Set problem:
Rewrite the lines below with every "flying bird" replaced by "soaring hawk" and everything else left as is. Omit the pictures from your output.

Task inputs:
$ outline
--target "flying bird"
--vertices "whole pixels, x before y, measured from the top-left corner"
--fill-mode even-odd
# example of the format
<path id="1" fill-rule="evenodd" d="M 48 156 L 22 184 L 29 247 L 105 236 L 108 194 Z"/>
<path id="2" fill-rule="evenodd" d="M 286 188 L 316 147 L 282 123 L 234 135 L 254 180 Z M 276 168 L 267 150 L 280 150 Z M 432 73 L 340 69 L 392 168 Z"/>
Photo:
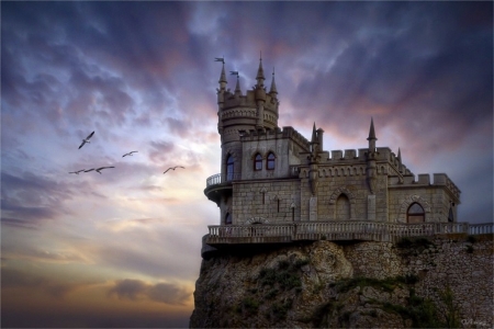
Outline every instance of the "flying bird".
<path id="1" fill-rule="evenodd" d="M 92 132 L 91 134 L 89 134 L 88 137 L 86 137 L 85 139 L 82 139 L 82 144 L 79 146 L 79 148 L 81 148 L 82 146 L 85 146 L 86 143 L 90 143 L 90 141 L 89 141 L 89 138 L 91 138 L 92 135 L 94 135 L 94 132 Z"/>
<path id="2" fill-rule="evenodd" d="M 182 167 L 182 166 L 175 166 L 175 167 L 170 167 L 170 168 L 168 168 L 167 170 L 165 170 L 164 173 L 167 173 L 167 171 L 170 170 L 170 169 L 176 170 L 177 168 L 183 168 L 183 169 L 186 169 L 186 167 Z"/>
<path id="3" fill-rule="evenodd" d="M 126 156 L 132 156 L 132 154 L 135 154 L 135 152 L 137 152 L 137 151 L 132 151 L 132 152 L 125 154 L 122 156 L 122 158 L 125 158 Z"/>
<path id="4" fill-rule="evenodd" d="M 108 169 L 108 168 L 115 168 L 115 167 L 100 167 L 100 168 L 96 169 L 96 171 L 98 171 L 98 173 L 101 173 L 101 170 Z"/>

Exercise response:
$ outline
--target "soaring hawk"
--vertices "whole pixels, x before y, measured from the top-left corner"
--fill-mode even-odd
# example of the format
<path id="1" fill-rule="evenodd" d="M 48 156 L 22 184 L 29 247 L 105 236 L 108 194 Z"/>
<path id="2" fill-rule="evenodd" d="M 286 188 L 316 147 L 282 123 L 234 135 L 254 180 Z M 276 168 L 267 150 L 280 150 Z M 432 73 L 340 69 L 392 168 Z"/>
Photo:
Outline every instance of the "soaring hawk".
<path id="1" fill-rule="evenodd" d="M 92 132 L 91 134 L 89 134 L 88 137 L 86 137 L 85 139 L 82 139 L 82 144 L 79 146 L 79 148 L 81 148 L 82 146 L 85 146 L 86 143 L 90 143 L 90 141 L 89 141 L 89 138 L 91 138 L 92 135 L 94 135 L 94 132 Z"/>
<path id="2" fill-rule="evenodd" d="M 182 167 L 182 166 L 175 166 L 175 167 L 170 167 L 170 168 L 168 168 L 167 170 L 165 170 L 164 173 L 167 173 L 167 171 L 170 170 L 170 169 L 176 170 L 177 168 L 183 168 L 183 169 L 186 169 L 186 167 Z"/>
<path id="3" fill-rule="evenodd" d="M 126 156 L 132 156 L 132 154 L 135 154 L 135 152 L 137 152 L 137 151 L 132 151 L 132 152 L 125 154 L 122 156 L 122 158 L 125 158 Z"/>
<path id="4" fill-rule="evenodd" d="M 108 169 L 108 168 L 115 168 L 115 167 L 100 167 L 100 168 L 96 169 L 96 171 L 98 171 L 98 173 L 101 173 L 101 170 Z"/>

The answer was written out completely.